Source excerpt:
For many years, the conventional wisdom has been that praising a child at every opportunity boosts confidence and self esteem. In a 2015 cover article for Southwest magazine entitled “Enough Already! Praise Gets Heavy, Why Can’t We Stop?” Heidi Stevens writes: “[R]eckoning with failure is key to kids’ growth, but they’re buried in [sic] mountains of flattery.” But if praise is so beneficial, why would parents want to cut back?
In recent years, new research has shown that the wrong kind of praise—and too much praise—actually undermine confidence. Worse, unearned praise and nonspecific praise will derail natural development of resilience and perseverance.
One of the leading researchers in this area is Professor Carol Dweck at Stanford University. A study she completed on fifth-graders illustrates the point that the wrong kind of praise can actually backfire. In this study, children were given problems that required effort to solve but were relatively easy, so that most were able to get the correct answers. Afterward, half the students were told they were smart, and the other half were praised for their effort (“You worked hard!”). Then the students were given a choice of taking on more difficult problems or a test just like the first one, which they now knew they could do (that is, they were not going to learn anything new). Ninety percent of the children praised for effort were eager to take on the harder problems, but a majority of those who were simply told they were smart stuck with the easier problems they already knew they could do. Scientists argue that simply telling children they are smart—or awesome, or geniuses—actually sets them up to keep from making mistakes that will undermine the image of being “smart.”
But moderating praise is easier said than done. All parents want their children to know how terrific they are, no matter what happens, but this must be balanced against the need to foster their development. In the case of praise, the old saying “You can’t have too much of a good thing” is, in fact, false. Too much praise transforms a good thing into a bad thing.
It is important to know when to deliver praise and when not to, and to understand what form this praise should and should not take. If a child is praised for trivial, commonplace efforts and events (“Wow, way to go, you woke up this morning!”), your praise will lose its reward power and simply become part of the background noise. Why work for something you will get anyway, regardless of whether or not you try? Nonspecific praise like “You are awesome!” also undermines confidence, because a child has no way of knowing what this really means (awesome why? as opposed to what?) and what it takes to achieve “awesomeness.”
Let’s look at what makes praise a positive reward and at its role in increasing confidence, resilience, and perseverance. Remember that a reward must increase a target behavior or it is not a reward!
In fact, if the target behavior decreases, what you think is a reward is actually a punishment. Studies on the “you are smart” and “you are awesome” forms of praise show that even though the words are positive, the desired outcome (more exercise of intelligence or continued good behavior) is reduced, so the praise actually functions as a punishment. Also bear in mind that any reward, when delivered too often, loses its power to shape behavior. The technical term for this is satiation. Praise delivered too often can do the same thing. It is not at all unusual for children as young as seven to “tune out” a doting parent’s praise: They have become satiated with it.

Listing:
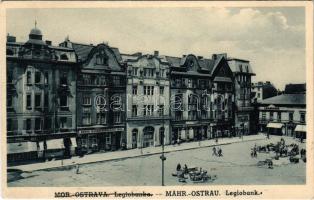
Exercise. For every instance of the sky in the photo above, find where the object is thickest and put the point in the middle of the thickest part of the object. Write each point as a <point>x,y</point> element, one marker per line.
<point>272,39</point>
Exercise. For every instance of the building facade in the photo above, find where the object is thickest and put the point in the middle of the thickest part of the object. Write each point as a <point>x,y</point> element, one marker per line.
<point>41,98</point>
<point>283,115</point>
<point>101,96</point>
<point>201,98</point>
<point>147,96</point>
<point>263,90</point>
<point>243,109</point>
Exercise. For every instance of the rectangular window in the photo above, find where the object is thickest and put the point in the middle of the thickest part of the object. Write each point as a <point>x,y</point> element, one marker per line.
<point>63,101</point>
<point>161,110</point>
<point>9,101</point>
<point>37,77</point>
<point>86,119</point>
<point>161,90</point>
<point>87,100</point>
<point>134,90</point>
<point>271,116</point>
<point>63,122</point>
<point>46,78</point>
<point>29,77</point>
<point>134,110</point>
<point>38,123</point>
<point>302,117</point>
<point>291,116</point>
<point>28,102</point>
<point>37,100</point>
<point>28,124</point>
<point>117,117</point>
<point>46,100</point>
<point>134,71</point>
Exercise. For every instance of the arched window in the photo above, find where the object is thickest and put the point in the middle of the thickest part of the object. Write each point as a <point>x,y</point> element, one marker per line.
<point>148,136</point>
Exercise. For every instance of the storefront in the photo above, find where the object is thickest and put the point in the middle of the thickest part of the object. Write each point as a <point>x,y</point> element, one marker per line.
<point>94,140</point>
<point>22,151</point>
<point>274,128</point>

Tasks to complete:
1. In the article on praising children, what share of the fifth-graders praised for effort were eager to take on the harder problems?
2. Please resume the article on praising children, starting right after its last sentence.

Outputs:
1. Ninety percent.

2.
Also bear in mind that parental attention and response are an inherent part of intuitive parenting and can be powerful rewards in themselves. When a child brings you her latest finger painting, suppress the urge to say “You are the next Picasso!” and instead ask her what she drew (if you can’t tell), why she picked the colors she did, what she was thinking about when she painted the picture, and so on. In short, show a genuine interest in her painting.
This is a “praise transaction,” intuitive parenting style. All people, especially children, enjoy having someone who is interested in and curious about us and what we are doing engage us in this way.
Remember, the goal of praise should be to increase desired behaviors, in this case having a child continue to express herself creatively in positive ways. In the long run, you want your child to gain confidence in expressing herself, to persist in creative endeavors, and to be resilient when encountering obstacles, challenges, and other people’s differing perceptions (“Why do you think I could not tell that this is a picture of an elephant?”). Those behaviors and skills, not empty praise, are what will foster your child’s self-esteem in the long run.
Remember, too, that your attention to and interest in what your child is doing can remain a form of praise even when he or she makes a mistake or fails to achieve a particular goal. In fact, these moments provide a valuable opportunity to reward persistence and resilience by praising effort and encouraging a child to try again or try another approach. Your continued engagement shows your child that mistakes are not the end of the world and don’t make him or her any less intelligent or less “awesome” in your eyes.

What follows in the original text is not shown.